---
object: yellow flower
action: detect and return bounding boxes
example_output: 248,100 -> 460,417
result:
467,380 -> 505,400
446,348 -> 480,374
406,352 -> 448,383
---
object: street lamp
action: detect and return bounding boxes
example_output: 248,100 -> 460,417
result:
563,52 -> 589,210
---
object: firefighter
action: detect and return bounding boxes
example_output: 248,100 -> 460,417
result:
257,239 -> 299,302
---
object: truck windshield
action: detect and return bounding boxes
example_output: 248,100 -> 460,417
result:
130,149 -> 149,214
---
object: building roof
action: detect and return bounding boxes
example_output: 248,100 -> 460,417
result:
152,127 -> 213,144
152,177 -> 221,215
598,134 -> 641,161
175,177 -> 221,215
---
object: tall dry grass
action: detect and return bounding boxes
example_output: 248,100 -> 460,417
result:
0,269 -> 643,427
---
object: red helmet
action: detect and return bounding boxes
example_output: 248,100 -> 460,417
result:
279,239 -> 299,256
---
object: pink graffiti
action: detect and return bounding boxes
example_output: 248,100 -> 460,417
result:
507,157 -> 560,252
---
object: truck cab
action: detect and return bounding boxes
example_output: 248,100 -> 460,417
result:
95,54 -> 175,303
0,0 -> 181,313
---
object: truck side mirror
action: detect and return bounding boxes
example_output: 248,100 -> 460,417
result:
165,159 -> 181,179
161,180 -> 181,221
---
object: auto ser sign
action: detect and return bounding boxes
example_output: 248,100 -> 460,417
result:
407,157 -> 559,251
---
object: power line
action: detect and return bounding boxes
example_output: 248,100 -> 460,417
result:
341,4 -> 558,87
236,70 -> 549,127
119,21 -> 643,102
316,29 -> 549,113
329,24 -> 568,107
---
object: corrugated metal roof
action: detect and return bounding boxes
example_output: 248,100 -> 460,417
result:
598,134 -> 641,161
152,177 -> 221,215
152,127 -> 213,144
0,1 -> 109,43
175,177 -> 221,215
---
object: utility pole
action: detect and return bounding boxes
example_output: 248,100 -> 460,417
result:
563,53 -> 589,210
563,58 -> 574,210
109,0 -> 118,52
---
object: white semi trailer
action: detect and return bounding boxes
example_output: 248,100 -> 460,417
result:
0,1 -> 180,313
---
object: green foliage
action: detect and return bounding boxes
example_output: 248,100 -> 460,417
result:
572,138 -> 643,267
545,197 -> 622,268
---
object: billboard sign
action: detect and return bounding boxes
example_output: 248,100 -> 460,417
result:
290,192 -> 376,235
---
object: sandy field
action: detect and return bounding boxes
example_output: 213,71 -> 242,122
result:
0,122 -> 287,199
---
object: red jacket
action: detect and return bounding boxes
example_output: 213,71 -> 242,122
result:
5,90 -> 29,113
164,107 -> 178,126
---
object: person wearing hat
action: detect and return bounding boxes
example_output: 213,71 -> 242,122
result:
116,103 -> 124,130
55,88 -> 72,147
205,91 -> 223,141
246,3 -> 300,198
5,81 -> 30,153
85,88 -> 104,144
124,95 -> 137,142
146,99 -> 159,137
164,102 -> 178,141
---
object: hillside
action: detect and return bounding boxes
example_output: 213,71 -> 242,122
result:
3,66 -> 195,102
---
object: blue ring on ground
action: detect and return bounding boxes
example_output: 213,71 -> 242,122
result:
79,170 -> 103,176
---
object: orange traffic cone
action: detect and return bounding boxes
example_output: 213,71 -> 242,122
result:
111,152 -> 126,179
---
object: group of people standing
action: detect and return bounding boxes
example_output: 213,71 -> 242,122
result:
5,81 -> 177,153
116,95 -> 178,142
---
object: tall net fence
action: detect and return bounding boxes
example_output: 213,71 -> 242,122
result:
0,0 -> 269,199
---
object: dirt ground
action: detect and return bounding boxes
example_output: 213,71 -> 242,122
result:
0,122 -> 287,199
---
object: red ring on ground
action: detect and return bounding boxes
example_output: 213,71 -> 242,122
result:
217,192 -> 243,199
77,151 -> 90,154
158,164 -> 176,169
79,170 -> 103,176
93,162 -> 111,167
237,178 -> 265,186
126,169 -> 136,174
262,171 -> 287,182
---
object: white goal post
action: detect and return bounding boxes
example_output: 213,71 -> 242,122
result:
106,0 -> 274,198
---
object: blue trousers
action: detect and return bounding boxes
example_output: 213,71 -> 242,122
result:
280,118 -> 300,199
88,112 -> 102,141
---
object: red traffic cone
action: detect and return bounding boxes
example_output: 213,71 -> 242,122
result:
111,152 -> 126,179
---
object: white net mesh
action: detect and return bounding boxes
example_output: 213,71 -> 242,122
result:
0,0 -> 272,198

□ □ □ □

Print all of the items above again, character for character, without changing anything.

---
object: yellow flower
action: detect and return bounding boxes
example_output: 248,100 -> 460,417
result:
467,380 -> 505,400
446,348 -> 480,374
406,352 -> 448,383
---
object: street lamp
action: detect and return bounding boxes
example_output: 248,100 -> 460,417
result:
563,52 -> 589,210
---
object: firefighter
action: detect and return bounding boxes
example_output: 248,100 -> 460,417
result:
257,239 -> 299,302
---
object: truck windshield
action: detect and return bounding boxes
example_output: 248,100 -> 460,417
result:
130,149 -> 149,214
---
object: building roof
action: detect and return bounding boxes
example_output: 248,100 -> 460,417
result:
152,127 -> 213,144
152,177 -> 221,215
598,134 -> 641,161
175,177 -> 221,215
---
object: tall dry grass
action: detect and return bounding boxes
example_output: 248,100 -> 460,417
result:
0,269 -> 643,427
---
object: red helmet
action: detect and return bounding boxes
example_output: 248,100 -> 460,417
result:
279,239 -> 299,256
---
object: pink graffiti
action: detect and return bounding boxes
example_output: 248,100 -> 460,417
result:
507,157 -> 560,252
---
object: truck cab
action: detect and return bounding boxes
example_output: 248,100 -> 460,417
result:
95,54 -> 175,303
0,0 -> 181,313
---
object: truck side mirror
action: detect and return bounding boxes
example_output: 248,100 -> 460,417
result:
165,159 -> 181,179
161,180 -> 181,221
---
object: auto ser sign
action: detect and return bounding boxes
example_output: 248,100 -> 460,417
result:
407,157 -> 559,251
---
object: power line
action: detect and return bounding boxes
example_output: 248,100 -> 460,417
result:
341,4 -> 558,87
236,70 -> 549,127
119,21 -> 643,102
316,29 -> 549,113
329,24 -> 568,107
---
object: corrugated metal roof
action: detect and return bounding boxes
example_output: 248,100 -> 460,417
result:
598,134 -> 641,161
152,177 -> 221,215
152,127 -> 213,144
0,1 -> 109,43
175,177 -> 221,215
---
object: utility pole
action: detect and return bounding boxes
example_output: 248,100 -> 460,417
result:
563,53 -> 589,210
563,58 -> 574,210
109,0 -> 118,52
---
object: white semi trailer
action: detect and return bounding boxes
example_output: 248,100 -> 460,417
result:
0,1 -> 180,313
---
object: green foliage
action: detect and return bounding boxes
example_output: 248,100 -> 460,417
result:
572,138 -> 643,267
545,197 -> 622,268
---
object: billboard sign
action: detect and return bounding boxes
example_output: 248,100 -> 460,417
result:
290,192 -> 376,235
---
object: sandy field
action: detect and return bounding boxes
example_output: 213,71 -> 242,122
result:
0,122 -> 287,199
---
object: red jacket
action: detect and return bounding boxes
example_output: 213,71 -> 242,122
result:
5,90 -> 29,113
164,107 -> 178,126
---
object: person wearing hat
action: detect and return bounding boxes
example_output: 213,71 -> 242,122
result:
116,103 -> 124,130
55,88 -> 72,147
205,91 -> 223,141
246,3 -> 300,198
5,81 -> 30,153
85,88 -> 104,144
124,95 -> 137,142
146,99 -> 159,137
164,102 -> 178,141
---
object: hillside
action: detect and return bounding boxes
example_output: 213,71 -> 242,122
result:
3,66 -> 195,102
---
object: blue ring on ground
action: detect and return bounding boxes
example_output: 213,71 -> 242,122
result:
79,170 -> 103,176
---
object: orange traffic cone
action: detect and return bounding boxes
example_output: 213,71 -> 242,122
result:
111,152 -> 126,179
---
object: group of people standing
action: detect and return bounding boxes
example_output: 213,71 -> 242,122
result:
5,81 -> 177,153
116,95 -> 178,142
---
object: tall net fence
action: detect and return bounding boxes
example_output: 213,71 -> 242,122
result:
0,0 -> 269,199
---
object: dirt ground
action: detect and return bounding boxes
example_output: 213,71 -> 242,122
result:
0,122 -> 287,199
---
object: red ring on ground
action: detect and return bounding boxes
example_output: 213,71 -> 242,122
result:
217,192 -> 243,199
77,151 -> 90,154
158,164 -> 176,169
79,170 -> 103,176
93,162 -> 111,167
237,178 -> 265,186
126,169 -> 136,174
262,171 -> 287,182
---
object: white goal post
action: detect and return bounding boxes
example_output: 213,71 -> 242,122
result:
106,0 -> 274,198
---
object: blue trousers
action: detect and return bounding boxes
example_output: 213,71 -> 242,122
result:
280,118 -> 300,199
88,112 -> 102,141
---
object: red traffic cone
action: detect and return bounding boxes
example_output: 213,71 -> 242,122
result:
111,152 -> 126,179
---
object: white net mesh
action: detect and return bounding boxes
example_output: 213,71 -> 242,122
result:
0,0 -> 272,198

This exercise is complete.